* _Brano estratto_:
|---|
Guardando alla Provincia di Trapani, secondo la Dia, per determinare equilibri, dinamiche ed assetti si deve tenere conto degli effetti delle periodiche scarcerazioni, per fine pena, di mafiosi detenuti. "Al riguardo - c’è scritto nella relazione - di particolare rilievo, le scarcerazioni del fratello e di un cognato di Matteo Messina Denaro, che potrebbero andare a ricoprire i vuoti creati nelle fila dell’organizzazione mafiosa castelvetranese conseguenti agli arresti effettuati nell’aprile 2018, nell’ambito dell’operazione 'Anno zero'".
|---|
* _Dati forniti_:
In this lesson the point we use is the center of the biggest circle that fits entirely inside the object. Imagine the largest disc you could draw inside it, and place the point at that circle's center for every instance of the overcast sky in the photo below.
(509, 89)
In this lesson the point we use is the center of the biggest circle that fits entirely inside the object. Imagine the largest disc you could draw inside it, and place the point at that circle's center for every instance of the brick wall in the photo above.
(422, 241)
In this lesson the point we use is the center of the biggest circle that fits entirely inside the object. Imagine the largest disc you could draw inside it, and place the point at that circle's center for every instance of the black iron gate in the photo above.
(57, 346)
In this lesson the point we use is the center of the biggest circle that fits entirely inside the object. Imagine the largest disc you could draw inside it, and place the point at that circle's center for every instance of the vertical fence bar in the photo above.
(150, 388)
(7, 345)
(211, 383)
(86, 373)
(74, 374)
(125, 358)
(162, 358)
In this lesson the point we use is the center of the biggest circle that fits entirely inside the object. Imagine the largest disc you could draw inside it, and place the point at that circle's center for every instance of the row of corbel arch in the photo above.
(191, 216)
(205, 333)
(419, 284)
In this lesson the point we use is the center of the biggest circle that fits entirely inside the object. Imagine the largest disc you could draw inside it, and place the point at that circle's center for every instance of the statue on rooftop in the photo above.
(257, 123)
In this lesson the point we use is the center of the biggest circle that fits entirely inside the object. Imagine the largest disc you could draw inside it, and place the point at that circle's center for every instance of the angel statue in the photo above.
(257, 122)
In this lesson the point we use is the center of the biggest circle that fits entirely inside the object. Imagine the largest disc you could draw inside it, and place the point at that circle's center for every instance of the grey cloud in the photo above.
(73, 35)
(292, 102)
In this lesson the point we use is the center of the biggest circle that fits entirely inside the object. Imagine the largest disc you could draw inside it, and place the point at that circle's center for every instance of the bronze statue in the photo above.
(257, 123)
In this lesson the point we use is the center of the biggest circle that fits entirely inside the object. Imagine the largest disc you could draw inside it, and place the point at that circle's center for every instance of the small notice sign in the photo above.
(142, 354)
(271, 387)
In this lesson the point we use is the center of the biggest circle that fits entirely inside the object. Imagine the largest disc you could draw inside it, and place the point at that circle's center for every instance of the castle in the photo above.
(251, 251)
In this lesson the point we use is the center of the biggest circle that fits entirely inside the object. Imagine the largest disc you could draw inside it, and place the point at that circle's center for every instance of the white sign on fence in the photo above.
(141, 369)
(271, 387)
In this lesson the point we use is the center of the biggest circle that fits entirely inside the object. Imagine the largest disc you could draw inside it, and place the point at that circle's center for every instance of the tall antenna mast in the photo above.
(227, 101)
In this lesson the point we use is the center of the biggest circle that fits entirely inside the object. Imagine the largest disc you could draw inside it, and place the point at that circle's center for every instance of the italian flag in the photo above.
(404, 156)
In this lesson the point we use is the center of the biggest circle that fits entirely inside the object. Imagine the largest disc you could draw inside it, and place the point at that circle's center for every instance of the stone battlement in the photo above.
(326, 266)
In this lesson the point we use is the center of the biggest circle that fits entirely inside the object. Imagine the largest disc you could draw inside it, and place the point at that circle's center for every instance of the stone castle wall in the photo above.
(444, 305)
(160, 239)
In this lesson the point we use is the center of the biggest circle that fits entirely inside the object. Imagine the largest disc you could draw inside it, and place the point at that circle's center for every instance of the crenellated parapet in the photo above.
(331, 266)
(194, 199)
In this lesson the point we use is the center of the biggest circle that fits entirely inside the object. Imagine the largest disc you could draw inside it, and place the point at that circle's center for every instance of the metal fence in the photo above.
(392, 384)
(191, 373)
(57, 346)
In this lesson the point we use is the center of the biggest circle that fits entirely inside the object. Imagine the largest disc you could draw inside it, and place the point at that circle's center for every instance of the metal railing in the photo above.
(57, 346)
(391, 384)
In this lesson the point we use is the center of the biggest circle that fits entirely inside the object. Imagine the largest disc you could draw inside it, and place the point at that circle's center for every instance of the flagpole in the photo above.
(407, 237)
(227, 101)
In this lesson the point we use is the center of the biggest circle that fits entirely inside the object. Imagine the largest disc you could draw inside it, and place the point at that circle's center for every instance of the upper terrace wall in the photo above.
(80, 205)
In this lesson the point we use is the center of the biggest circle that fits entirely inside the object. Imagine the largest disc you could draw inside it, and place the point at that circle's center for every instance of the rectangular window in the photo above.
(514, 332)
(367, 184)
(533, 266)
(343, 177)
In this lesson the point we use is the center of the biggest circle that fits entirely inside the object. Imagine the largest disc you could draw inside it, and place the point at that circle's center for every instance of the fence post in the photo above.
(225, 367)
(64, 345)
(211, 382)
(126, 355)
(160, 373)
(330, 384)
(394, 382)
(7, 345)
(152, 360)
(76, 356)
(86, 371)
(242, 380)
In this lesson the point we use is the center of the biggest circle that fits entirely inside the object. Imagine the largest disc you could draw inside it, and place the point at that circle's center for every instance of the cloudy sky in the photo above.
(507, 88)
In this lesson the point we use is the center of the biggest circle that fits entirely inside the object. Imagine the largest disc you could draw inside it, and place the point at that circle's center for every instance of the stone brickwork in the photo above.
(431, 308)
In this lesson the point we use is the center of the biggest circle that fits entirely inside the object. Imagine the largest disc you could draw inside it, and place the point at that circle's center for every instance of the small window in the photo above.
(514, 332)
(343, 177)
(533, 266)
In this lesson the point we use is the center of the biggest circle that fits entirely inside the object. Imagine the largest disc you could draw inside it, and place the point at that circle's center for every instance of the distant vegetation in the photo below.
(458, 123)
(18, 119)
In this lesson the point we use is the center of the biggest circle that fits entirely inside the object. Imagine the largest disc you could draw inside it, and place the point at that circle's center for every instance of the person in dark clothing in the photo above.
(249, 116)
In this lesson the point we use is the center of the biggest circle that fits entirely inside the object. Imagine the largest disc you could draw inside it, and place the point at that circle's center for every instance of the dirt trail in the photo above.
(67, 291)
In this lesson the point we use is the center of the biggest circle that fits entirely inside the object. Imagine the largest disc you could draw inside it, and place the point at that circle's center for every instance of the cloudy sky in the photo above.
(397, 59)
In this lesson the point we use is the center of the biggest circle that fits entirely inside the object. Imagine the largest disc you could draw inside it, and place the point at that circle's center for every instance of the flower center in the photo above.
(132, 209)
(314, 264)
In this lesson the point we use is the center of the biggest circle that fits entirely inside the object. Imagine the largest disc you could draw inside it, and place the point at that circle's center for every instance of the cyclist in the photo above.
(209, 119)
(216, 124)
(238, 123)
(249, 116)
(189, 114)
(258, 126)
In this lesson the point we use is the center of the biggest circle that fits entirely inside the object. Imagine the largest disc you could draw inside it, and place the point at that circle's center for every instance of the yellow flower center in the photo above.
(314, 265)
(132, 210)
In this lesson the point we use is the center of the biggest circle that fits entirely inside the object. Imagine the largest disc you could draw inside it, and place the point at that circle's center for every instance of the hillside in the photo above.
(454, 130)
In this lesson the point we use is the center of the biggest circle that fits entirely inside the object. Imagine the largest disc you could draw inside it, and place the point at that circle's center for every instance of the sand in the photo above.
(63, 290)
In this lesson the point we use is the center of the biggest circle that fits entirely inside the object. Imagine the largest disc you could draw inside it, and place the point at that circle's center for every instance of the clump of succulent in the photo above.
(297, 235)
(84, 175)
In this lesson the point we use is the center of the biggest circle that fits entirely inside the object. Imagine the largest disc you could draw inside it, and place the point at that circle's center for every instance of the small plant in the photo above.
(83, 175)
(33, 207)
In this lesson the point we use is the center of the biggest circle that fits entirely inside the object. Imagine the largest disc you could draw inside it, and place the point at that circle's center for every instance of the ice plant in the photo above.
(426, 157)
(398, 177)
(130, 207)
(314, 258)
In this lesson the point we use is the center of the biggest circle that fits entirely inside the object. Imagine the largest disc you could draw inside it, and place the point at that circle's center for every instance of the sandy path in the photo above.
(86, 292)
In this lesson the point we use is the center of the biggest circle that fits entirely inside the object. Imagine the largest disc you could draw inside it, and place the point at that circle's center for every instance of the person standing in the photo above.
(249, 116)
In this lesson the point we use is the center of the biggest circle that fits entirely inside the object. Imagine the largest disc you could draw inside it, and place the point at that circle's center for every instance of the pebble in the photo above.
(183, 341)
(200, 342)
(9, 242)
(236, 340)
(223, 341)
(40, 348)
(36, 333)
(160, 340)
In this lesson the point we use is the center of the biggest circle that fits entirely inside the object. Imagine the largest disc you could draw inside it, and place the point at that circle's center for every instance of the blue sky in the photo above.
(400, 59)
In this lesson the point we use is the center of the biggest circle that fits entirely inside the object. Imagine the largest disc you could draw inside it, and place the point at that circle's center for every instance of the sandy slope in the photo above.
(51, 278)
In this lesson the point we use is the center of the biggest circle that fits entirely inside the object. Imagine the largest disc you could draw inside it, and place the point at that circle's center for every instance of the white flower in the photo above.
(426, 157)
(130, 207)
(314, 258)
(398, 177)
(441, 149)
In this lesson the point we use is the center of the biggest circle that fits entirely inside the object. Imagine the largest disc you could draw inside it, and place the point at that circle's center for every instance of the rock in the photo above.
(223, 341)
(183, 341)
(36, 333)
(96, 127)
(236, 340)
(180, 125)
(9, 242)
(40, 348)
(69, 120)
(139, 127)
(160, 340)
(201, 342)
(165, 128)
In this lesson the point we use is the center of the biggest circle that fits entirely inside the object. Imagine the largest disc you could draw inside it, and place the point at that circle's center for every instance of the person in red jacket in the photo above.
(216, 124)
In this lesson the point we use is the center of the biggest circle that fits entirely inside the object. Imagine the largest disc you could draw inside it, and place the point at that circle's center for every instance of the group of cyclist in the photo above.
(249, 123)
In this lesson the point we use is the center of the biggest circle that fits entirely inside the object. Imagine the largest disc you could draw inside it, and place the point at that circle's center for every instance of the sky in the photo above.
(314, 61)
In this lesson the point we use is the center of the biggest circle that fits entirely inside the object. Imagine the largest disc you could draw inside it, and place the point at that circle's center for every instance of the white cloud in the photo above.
|---|
* _Consegna dell'esercizio_: Come prosegue il brano sulla mafia nella provincia di Trapani? Scrivine il seguito a partire dall'ultima frase riportata.

* _Svolgimento_:
Secondo la Dia "per quanto l’organizzazione mafiosa trapanese sia caratterizzata da una diffusa e sentita fedeltà nei confronti della figura del citato latitante, recenti risultanze investigative continuano a documentare anche dei segnali di malcontento. E ciò sia da parte di alcuni affiliati insofferenti nei riguardi di un’egemonia troppo prolungata ed ingombrante, sia da parte di altri sodali che, invece, all’opposto, lamentano una gestione di comando troppo impegnata a curare una sempre più problematica latitanza, a discapito di una presenza e di un’attività di direzione sul territorio più pregnanti". Inoltre si parla anche di una componente di soggetti "semplicemente interessati ad allontanare la sempre più pressante attenzione istituzionale e mediatica legata alla cattura del latitante, che ostacola la realizzazione dei propri lucrosi business criminali".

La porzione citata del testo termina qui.